### EXCERPTED DATA

--- Begin ---

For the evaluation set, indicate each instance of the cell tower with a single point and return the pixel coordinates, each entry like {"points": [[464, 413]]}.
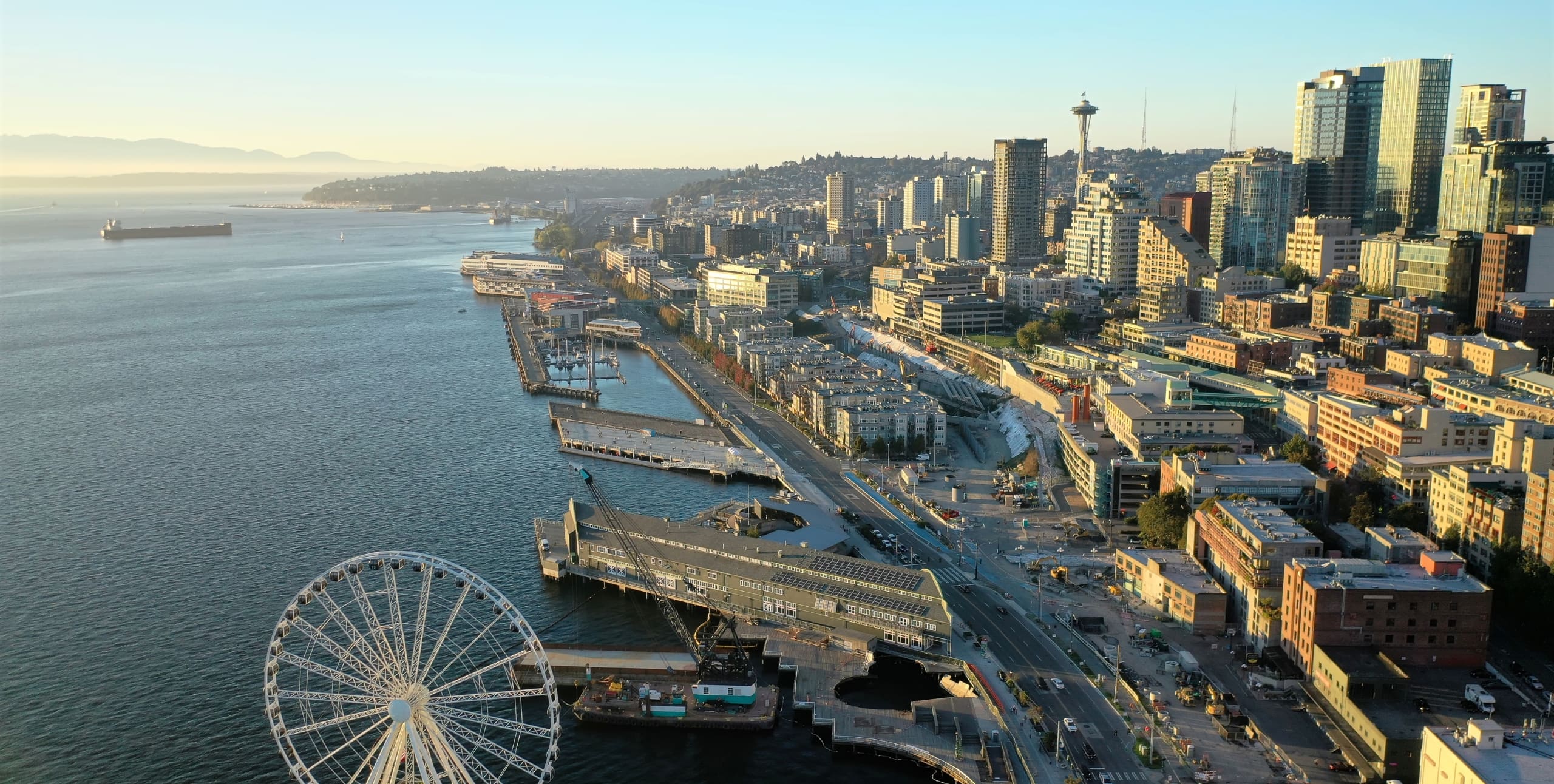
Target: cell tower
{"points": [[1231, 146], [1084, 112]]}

--- End ---
--- Begin ---

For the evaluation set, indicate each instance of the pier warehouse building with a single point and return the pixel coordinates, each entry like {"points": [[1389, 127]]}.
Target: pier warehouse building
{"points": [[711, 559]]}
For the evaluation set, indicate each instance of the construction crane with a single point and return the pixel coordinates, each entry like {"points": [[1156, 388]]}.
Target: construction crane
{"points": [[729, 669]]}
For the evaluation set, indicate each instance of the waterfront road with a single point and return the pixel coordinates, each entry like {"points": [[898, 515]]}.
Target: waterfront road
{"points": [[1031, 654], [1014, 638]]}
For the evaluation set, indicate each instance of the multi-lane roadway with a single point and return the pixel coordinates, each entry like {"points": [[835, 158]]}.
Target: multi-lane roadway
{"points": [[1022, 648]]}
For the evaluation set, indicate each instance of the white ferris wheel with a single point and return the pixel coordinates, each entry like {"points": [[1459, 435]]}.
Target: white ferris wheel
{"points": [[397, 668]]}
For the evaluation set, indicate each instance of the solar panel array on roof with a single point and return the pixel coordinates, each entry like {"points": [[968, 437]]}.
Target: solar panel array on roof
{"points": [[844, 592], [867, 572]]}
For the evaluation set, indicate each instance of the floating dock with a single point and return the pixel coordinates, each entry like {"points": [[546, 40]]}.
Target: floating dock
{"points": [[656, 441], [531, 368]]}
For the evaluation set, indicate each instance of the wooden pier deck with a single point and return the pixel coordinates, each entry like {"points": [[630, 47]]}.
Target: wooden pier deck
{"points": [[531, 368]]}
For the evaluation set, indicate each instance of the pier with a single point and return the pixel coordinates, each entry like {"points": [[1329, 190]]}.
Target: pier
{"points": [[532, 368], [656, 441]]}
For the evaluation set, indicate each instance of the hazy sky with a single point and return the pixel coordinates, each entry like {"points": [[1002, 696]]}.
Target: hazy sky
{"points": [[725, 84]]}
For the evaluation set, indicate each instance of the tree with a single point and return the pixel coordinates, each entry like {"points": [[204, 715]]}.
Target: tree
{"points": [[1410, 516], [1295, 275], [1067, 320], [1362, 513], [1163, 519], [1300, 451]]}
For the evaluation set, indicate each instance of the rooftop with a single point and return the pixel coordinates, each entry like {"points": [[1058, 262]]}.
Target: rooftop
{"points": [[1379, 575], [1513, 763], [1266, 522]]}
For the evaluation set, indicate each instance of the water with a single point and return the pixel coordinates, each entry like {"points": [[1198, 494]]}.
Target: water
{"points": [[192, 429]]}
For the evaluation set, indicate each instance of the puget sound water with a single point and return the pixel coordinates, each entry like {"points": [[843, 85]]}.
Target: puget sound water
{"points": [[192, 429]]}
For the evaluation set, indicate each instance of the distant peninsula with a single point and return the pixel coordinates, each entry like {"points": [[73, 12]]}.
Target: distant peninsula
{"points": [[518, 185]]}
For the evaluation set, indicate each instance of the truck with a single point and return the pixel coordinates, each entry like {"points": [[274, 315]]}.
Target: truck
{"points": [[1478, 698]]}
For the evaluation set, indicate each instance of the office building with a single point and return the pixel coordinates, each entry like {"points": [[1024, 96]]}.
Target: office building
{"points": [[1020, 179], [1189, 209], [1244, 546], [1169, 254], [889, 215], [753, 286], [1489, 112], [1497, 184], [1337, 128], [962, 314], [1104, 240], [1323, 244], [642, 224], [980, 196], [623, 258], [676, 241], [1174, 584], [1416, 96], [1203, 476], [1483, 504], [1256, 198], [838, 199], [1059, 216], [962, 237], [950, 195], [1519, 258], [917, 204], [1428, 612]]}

--- End ---

### TASK PROMPT
Show every line from the rows above that contains the word "white".

### THE REPLY
For the evaluation set, indicate each instance of the white ferris wheel with a single point and return the pixel coordinates, each entry like {"points": [[1459, 435]]}.
Target: white ferris wheel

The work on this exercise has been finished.